Start of Block

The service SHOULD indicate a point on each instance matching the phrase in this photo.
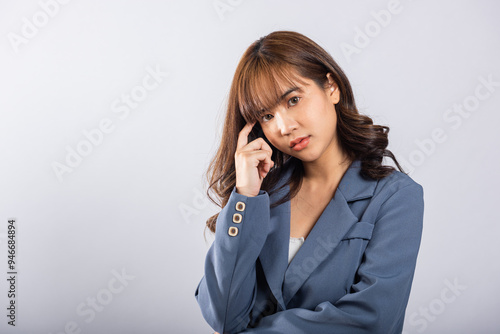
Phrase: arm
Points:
(377, 301)
(226, 293)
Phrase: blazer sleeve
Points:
(226, 293)
(376, 303)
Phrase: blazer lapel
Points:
(335, 221)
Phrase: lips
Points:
(297, 140)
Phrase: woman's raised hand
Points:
(252, 162)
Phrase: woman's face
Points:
(305, 111)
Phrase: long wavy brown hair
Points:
(282, 57)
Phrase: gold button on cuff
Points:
(237, 218)
(240, 206)
(233, 231)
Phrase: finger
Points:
(257, 144)
(243, 135)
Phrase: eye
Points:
(293, 101)
(264, 119)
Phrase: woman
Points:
(315, 235)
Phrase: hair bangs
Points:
(262, 85)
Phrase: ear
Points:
(332, 89)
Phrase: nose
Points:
(286, 124)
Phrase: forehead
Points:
(261, 89)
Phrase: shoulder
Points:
(398, 192)
(396, 182)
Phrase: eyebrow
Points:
(291, 90)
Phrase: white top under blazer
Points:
(295, 244)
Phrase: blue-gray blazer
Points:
(353, 273)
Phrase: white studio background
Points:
(111, 110)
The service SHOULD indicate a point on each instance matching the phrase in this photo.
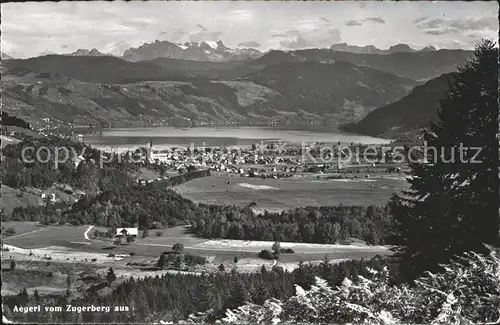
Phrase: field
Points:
(275, 194)
(68, 244)
(46, 255)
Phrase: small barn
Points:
(127, 232)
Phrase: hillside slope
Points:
(413, 112)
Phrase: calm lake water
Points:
(128, 138)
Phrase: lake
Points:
(128, 138)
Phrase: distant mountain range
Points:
(316, 85)
(411, 113)
(204, 51)
(84, 52)
(370, 49)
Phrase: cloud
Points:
(419, 20)
(375, 20)
(249, 44)
(455, 26)
(353, 23)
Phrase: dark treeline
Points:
(158, 208)
(179, 179)
(173, 297)
(114, 199)
(14, 121)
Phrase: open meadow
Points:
(298, 191)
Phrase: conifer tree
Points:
(452, 205)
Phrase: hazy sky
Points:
(29, 29)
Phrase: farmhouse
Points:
(126, 232)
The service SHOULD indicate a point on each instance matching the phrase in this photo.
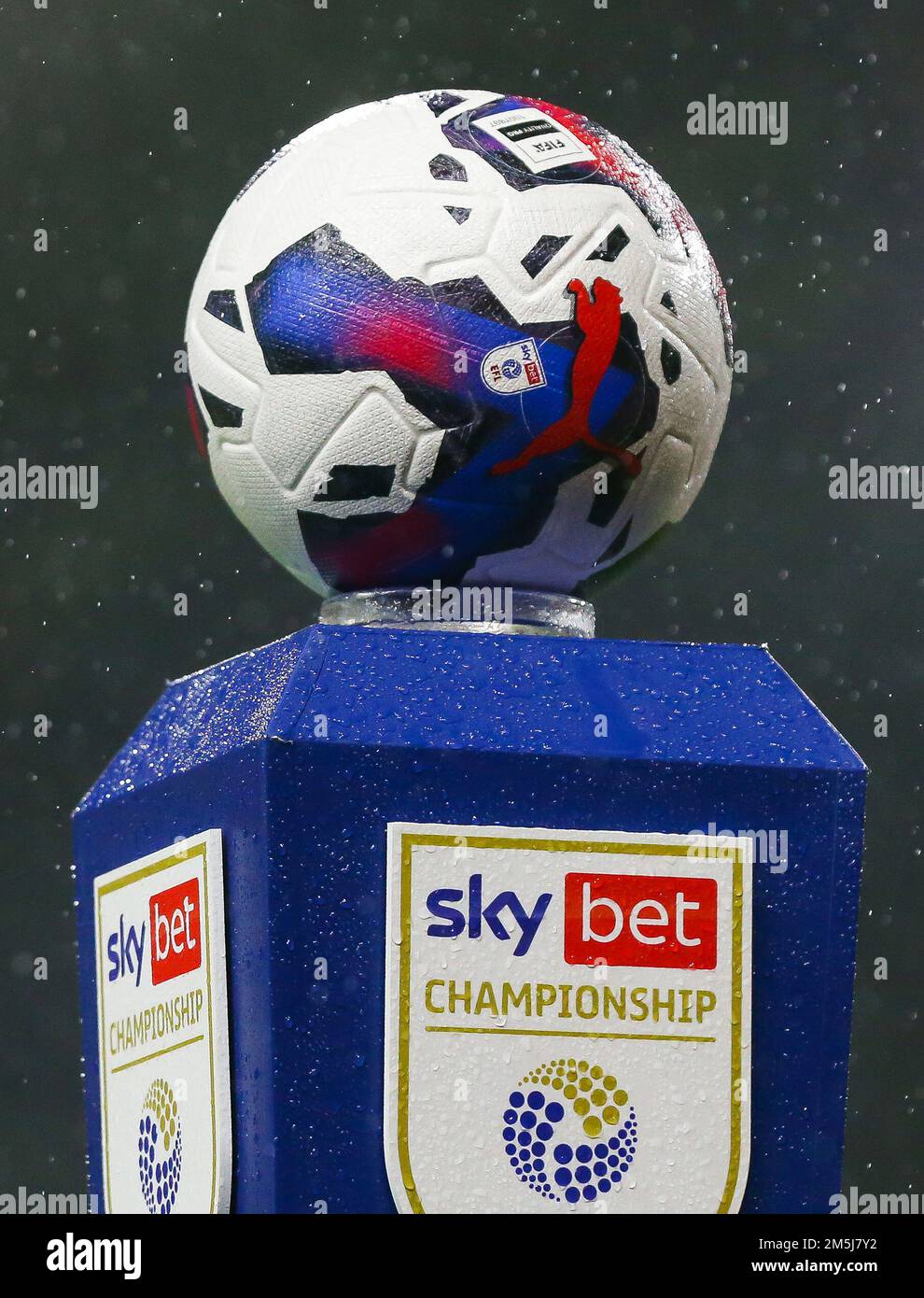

End of Block

Activity
Pictures are not part of the copy. Restate everything else in the listing word for word.

Result of the exercise
The service SHOULD indicate a point on each instance matching the phrase in this photo.
Phrase: arm
Points:
(377, 301)
(226, 293)
Phrase: blazer sleeve
Points:
(226, 293)
(376, 303)
Phrase: blazer lapel
Points:
(335, 221)
Phrase: lips
Points:
(297, 140)
Phrase: woman's raised hand
Points:
(252, 162)
Phrase: woman's face
Points:
(305, 111)
Phrase: long wavy brown hair
Points:
(282, 57)
Phrase: gold button on cuff
Points:
(237, 218)
(240, 206)
(233, 231)
Phrase: finger
Points:
(257, 144)
(243, 135)
Phrase: eye
Points:
(293, 101)
(264, 119)
Phrase: woman
Points:
(315, 235)
Phrase: hair bangs
Points:
(262, 85)
Phrase: ear
Points:
(332, 89)
Phrase: nose
Points:
(286, 124)
Phrase: forehead
Points:
(261, 89)
Phrase: shoulder
Points:
(398, 192)
(396, 182)
Phrase: eyebrow
Points:
(291, 90)
Phrase: white top under blazer
Points:
(295, 244)
Phrase: blue-gray blazer
Points:
(353, 273)
Phrase: white studio background
Points:
(111, 110)
The service SHOULD indicate a point on each instance matching the phrase in this photo.
Phrase: field
Points:
(275, 194)
(68, 244)
(46, 255)
Phrase: small barn
Points:
(127, 232)
Phrase: hillside slope
Points:
(413, 112)
Phrase: calm lake water
Points:
(128, 138)
Phrase: lake
Points:
(128, 138)
Phrase: distant mountain range
Points:
(316, 85)
(411, 113)
(204, 51)
(84, 52)
(370, 49)
Phrase: cloud
Points:
(419, 20)
(375, 20)
(249, 44)
(455, 26)
(353, 23)
Phrase: dark treeline
Points:
(158, 208)
(179, 179)
(173, 297)
(114, 199)
(14, 121)
Phrase: open meadow
Points:
(298, 191)
Phrase: conifer tree
Points:
(452, 205)
Phrase: hazy sky
Points:
(29, 29)
Phrase: farmhouse
Points:
(126, 232)
The service SHOULD indicate a point on each instance matching the phrase in this photo.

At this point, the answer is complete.